What is expected => Pick out every line of the data below that contains the string "tight", and copy each one. Case matters.

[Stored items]
○ ○ ○ ○ ○

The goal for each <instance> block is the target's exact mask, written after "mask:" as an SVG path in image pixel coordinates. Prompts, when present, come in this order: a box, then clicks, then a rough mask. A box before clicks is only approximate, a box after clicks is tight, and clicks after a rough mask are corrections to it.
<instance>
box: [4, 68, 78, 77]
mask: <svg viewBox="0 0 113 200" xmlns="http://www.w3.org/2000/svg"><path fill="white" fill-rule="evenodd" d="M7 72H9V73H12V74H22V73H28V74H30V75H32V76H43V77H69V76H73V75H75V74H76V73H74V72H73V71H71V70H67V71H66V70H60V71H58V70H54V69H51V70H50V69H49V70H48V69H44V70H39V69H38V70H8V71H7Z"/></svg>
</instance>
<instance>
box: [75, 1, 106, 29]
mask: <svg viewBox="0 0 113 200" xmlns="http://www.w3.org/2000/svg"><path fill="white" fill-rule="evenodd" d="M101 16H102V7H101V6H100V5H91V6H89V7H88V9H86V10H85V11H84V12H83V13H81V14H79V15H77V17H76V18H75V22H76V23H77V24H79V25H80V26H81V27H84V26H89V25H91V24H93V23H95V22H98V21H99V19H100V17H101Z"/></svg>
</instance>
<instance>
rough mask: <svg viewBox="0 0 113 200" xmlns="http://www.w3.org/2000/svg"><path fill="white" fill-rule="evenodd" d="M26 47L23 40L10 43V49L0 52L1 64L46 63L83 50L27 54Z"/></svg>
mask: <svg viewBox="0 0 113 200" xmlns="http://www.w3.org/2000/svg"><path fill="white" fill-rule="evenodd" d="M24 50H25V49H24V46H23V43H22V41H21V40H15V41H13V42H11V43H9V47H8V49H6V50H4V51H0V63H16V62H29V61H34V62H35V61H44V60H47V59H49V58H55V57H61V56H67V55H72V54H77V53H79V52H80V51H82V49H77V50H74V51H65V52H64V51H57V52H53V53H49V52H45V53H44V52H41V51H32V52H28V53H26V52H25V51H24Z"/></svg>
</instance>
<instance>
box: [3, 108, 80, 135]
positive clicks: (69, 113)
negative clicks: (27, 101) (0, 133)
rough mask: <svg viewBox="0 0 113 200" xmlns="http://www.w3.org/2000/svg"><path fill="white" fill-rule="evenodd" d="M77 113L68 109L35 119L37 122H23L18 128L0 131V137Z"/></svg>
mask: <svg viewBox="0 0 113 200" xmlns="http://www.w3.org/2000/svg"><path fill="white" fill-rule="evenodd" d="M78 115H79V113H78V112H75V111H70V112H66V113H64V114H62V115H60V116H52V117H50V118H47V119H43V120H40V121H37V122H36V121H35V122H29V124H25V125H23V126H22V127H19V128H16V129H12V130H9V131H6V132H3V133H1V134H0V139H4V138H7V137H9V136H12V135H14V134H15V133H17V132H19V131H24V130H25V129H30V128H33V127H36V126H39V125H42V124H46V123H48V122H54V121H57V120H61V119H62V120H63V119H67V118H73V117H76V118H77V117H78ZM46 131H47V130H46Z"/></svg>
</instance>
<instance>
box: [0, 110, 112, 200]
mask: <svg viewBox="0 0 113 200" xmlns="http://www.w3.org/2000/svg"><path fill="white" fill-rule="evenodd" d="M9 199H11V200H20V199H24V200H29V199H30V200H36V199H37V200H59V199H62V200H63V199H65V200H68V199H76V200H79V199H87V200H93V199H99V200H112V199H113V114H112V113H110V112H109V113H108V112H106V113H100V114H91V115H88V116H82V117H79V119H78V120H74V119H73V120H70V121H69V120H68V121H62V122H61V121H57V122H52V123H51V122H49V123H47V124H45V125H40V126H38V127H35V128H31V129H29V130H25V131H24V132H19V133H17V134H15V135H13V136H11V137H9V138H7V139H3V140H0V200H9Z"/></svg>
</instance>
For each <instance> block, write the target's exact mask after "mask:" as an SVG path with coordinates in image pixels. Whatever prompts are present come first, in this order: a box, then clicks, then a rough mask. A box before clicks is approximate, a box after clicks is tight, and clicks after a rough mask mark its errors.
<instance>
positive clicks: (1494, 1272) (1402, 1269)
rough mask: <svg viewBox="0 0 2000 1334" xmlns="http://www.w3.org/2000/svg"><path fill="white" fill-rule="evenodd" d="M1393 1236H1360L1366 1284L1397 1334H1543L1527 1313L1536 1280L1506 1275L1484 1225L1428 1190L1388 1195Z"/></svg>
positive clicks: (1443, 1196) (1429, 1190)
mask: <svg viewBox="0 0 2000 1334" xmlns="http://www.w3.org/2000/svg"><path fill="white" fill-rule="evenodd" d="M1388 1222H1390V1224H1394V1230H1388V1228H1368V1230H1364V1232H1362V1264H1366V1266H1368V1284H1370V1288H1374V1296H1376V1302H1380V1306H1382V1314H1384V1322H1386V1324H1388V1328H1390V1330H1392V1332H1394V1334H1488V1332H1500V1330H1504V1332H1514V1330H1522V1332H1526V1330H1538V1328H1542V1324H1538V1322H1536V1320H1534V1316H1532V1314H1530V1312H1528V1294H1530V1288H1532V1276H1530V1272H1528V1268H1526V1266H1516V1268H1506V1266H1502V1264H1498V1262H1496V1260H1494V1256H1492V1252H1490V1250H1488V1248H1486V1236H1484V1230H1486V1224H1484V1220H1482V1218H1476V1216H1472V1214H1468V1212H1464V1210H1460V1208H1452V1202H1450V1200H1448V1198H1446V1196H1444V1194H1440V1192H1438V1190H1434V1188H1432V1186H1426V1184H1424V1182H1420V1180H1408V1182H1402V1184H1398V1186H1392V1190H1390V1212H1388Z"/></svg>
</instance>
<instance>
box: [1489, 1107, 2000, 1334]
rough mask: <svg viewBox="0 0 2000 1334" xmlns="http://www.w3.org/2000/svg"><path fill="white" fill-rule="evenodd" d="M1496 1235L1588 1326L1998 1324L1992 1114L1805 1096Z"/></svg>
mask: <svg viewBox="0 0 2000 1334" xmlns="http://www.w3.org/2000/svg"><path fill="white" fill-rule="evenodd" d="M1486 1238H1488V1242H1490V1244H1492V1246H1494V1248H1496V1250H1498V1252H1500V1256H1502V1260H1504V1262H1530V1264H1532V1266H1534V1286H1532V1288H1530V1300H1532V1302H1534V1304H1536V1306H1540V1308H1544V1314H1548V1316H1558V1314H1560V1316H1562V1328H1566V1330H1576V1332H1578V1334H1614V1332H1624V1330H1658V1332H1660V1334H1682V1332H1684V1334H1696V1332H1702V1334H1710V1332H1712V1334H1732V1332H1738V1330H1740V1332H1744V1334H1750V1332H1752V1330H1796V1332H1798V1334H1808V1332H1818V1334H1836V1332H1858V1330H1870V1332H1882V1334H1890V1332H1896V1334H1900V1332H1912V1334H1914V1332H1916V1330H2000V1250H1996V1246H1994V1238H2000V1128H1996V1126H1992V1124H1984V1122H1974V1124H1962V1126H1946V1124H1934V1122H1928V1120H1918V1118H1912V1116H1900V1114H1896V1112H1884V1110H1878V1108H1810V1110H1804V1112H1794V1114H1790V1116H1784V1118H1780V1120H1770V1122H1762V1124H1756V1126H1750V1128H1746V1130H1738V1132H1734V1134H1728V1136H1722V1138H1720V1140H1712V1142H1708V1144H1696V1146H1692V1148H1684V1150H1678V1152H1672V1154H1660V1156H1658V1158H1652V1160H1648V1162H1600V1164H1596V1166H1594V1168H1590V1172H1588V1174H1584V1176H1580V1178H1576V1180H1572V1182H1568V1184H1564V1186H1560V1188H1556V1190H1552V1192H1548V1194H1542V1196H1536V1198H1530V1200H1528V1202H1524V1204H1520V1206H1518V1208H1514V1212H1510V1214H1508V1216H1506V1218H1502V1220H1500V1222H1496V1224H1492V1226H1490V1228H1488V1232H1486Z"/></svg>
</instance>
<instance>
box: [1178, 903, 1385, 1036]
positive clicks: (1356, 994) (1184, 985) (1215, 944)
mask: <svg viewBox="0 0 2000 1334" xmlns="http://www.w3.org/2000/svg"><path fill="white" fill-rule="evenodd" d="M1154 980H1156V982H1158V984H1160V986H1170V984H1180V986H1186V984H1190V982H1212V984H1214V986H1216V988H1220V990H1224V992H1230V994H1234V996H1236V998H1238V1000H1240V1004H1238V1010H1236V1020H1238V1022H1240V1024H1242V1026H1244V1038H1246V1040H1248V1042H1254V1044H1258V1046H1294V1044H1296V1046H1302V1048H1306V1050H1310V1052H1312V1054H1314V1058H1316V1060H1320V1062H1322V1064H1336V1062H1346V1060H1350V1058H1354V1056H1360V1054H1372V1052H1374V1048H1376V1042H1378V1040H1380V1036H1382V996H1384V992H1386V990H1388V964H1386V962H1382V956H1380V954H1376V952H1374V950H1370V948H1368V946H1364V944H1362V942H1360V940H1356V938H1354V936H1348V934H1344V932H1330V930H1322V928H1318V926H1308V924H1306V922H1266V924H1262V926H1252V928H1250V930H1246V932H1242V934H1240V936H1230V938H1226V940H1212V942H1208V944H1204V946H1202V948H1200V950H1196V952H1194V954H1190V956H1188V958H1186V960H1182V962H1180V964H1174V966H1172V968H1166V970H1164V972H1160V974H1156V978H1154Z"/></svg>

○ ○ ○ ○ ○

Written solution =>
The goal for each <instance> block is the target's exact mask, written after "mask:" as an SVG path in image pixel coordinates. Prompts, when present, come in this order: a box, then clicks, then a rough mask. A box before clicks is only approximate, a box after clicks is tight, and clicks after a rough mask are corrections to it.
For each <instance> block, write the target's exact mask after "mask:" as an SVG path with coordinates in image pixels. Whatever prompts are present come first, in this order: a box, then clicks, then a rough mask. A box before clicks is approximate, a box after clicks is tight, and clicks after a rough mask mark its errors.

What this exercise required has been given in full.